» Soal Tertulis 1: Salin persis bagian artikel tentang izin sertifikasi kayu di bawah ini, mulai dari kata-kata "Berikut wawancara dengan" dan berhenti setelah kata-kata "yang longgar disini?".

» Kutipan Dokumen:
________________

Bagikan:

Banyak Izin Sertifikasi Kayu Terbit Jelang Pemilu

Riset WALHI menunjukkan kalau perusahaan yang tidak cakap justru lolos verifikasi.

BERITA

Rabu, 19 Mar 2014 17:28 WIB

Author

Agus Luqman

Banyak Izin Sertifikasi Kayu Terbit Jelang Pemilu

Proses sertifikasi kayu, perusahaan tidak ramah lingkungan lolos sertifikasi kayu

KBR68H, Jakarta - Walhi menemukan kalau hampir separuh pelaku bisnis kayu dan produk turunannya terlibat dalam proses pencucian kayu. Praktik “green washing” ini dilakukan lewat mekanisme Sistem Verifikasi Legalitas Kayu (SVLK). Hasil riset WALHI juga menunjukkan kalau izin bisa saja diterbitkan tanpa menimbang lingkungan serta hak manusia terhadap hutan tersebut. Dengan begitu, perusahaan yang tidak memprioritaskan lingkungan bisa jadi justru lolos verifikasi. 


Berikut wawancara dengan Zenzi Suhaidi, anggota Koalisi LSM Lingkungan dalam Sarapan Pagi Rabu (19/3): 


Artinya ada pemberian izin yang longgar disini?


“Bukan ada tapi di Indonesia mayoritas penerbitan izin itu tidak benar.” 


Tidak benarnya seperti apa? 


“Contohnya kenapa penerbitan izin itu marak di tahun-tahun pilkada atau tahun pemilu. Itu artinya izin terhadap sumber daya alam dan ruang di Indonesia itu merupakan objek transaksional politik. Saya ambil contoh untuk HPH di tahun 2009 biasanya dalam satu tahun penerbitan izin 500 ribu hektar, di tahun 2009 dia melonjak menjadi 3,1 juta hektar. Padahal tahun 2009 permohonan hanya 2 juta hektar kok diterbitkan 3,1 juta hektar izin. Demikian juga untuk HTI di tahun 2009 penerbitan itu mencapai 1,9 juta hektar, ini ganjil di kita di tahun pemilu marak dikeluarkan perizinan. Kalau proses penerbitan izin di Indonesia itu benar tidak akan ada asap seperti di Riau saat ini.” 


Kalau dari pola penerbitan izin biasanya ada verifikasi, ada tim yang meninjau ke lapangan. Apakah hal-hal seperti ini tidak ada?


“Pertanyaannya tim yang meninjau itu melapornya ke siapa. Kalau dia melapor ke yang menerbitkan izin yang menerbitkan izin sendiri itu kita melihat kecenderungannya memang transaksional. Jadi mau seperti apa pun laporannya kalau memang maunya izin diterbitkan ya diterbitkan.”


“Contohnya di tahun 2013 Walhi melaporkan 117 perusahaan yang membakar lahan dan Kementerian Lingkungan Hidup menetapkan tersangka terhadap sembilan perusahaan. Empat perusahaannya itu perusahaan yang mendapat sertifikat SVLK dan sampai hari ini tidak ada proses evaluasi terhadap empat perusahaan tersebut, sertifikatnya dicabut atau tidak. Ini tidak dicabut izin dan sertifikatnya.”

________________

» Data untuk Diproses:
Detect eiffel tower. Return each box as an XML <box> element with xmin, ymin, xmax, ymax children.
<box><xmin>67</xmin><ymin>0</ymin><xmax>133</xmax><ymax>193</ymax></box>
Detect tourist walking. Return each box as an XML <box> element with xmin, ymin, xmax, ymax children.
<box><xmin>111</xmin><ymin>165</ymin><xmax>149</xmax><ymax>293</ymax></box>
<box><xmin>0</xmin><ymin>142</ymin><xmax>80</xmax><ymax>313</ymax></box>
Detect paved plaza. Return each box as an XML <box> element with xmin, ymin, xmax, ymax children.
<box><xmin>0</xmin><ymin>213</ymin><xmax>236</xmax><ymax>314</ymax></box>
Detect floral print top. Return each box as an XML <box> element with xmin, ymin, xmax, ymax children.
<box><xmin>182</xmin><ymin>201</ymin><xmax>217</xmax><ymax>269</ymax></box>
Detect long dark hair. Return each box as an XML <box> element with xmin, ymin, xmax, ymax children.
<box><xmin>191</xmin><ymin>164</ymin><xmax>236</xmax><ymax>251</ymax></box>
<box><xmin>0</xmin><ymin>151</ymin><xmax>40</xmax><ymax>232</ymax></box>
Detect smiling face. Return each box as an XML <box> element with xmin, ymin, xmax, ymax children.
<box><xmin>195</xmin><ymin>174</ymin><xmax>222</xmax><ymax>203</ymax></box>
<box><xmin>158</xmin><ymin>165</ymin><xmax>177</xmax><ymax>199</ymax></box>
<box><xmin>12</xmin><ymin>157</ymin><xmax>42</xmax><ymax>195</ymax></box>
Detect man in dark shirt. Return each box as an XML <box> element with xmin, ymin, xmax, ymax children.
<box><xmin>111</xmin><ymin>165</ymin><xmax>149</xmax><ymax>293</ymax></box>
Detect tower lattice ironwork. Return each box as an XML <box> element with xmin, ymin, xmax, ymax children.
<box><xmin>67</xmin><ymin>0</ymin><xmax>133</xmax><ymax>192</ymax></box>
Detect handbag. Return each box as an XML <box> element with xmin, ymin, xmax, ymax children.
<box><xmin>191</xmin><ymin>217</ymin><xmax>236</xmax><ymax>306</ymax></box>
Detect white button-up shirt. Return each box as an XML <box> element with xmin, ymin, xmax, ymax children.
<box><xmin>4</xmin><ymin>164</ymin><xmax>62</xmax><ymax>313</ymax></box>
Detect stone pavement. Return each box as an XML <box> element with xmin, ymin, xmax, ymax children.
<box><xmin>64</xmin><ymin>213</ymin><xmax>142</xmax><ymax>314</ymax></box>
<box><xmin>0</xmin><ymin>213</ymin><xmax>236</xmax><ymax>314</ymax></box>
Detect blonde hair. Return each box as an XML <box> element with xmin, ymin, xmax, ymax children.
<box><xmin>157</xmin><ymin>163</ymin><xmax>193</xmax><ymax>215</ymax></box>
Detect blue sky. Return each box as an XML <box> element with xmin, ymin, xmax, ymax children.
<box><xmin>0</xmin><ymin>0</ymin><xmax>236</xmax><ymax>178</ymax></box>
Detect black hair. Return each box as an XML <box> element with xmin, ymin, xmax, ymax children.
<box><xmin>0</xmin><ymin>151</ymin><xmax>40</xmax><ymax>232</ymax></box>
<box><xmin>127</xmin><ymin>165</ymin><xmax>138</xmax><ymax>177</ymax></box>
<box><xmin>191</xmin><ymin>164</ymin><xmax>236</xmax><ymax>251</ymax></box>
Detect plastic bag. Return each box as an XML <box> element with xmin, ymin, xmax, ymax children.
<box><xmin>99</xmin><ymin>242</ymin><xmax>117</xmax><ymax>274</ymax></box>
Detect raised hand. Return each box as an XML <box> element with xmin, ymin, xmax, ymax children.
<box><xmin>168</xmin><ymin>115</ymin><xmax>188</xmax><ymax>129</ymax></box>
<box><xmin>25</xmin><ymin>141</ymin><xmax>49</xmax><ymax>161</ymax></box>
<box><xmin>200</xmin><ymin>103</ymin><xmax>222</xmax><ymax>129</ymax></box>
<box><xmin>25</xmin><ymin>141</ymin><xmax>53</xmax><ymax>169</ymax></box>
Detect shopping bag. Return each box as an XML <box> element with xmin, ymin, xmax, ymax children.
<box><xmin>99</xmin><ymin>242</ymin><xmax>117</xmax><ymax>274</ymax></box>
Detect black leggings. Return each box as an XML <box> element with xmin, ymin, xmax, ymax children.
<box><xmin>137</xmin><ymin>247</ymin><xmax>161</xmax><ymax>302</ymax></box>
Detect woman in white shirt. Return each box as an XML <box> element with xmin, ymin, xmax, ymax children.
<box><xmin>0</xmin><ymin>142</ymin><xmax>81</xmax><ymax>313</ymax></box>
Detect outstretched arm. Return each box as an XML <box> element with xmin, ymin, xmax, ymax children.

________________

» Soal Tertulis 2: Ganti sebutan "outstretched arm" menjadi "extended arm" pada entri di atas, dari baris yang memuat "Detect shopping bag." sampai baris terakhir entri, kedua ujungnya termasuk. Tuliskan hanya baris-baris tersebut, dengan bagian lain tidak berubah.

» Penyelesaian 1:
Berikut wawancara dengan Zenzi Suhaidi, anggota Koalisi LSM Lingkungan dalam Sarapan Pagi Rabu (19/3): 


Artinya ada pemberian izin yang longgar disini?

» Penyelesaian 2:
Detect shopping bag. Return each box as an XML <box> element with xmin, ymin, xmax, ymax children.
<box><xmin>99</xmin><ymin>242</ymin><xmax>117</xmax><ymax>274</ymax></box>
Detect black leggings. Return each box as an XML <box> element with xmin, ymin, xmax, ymax children.
<box><xmin>137</xmin><ymin>247</ymin><xmax>161</xmax><ymax>302</ymax></box>
Detect woman in white shirt. Return each box as an XML <box> element with xmin, ymin, xmax, ymax children.
<box><xmin>0</xmin><ymin>142</ymin><xmax>81</xmax><ymax>313</ymax></box>
Detect extended arm. Return each box as an XML <box> element with xmin, ymin, xmax, ymax children.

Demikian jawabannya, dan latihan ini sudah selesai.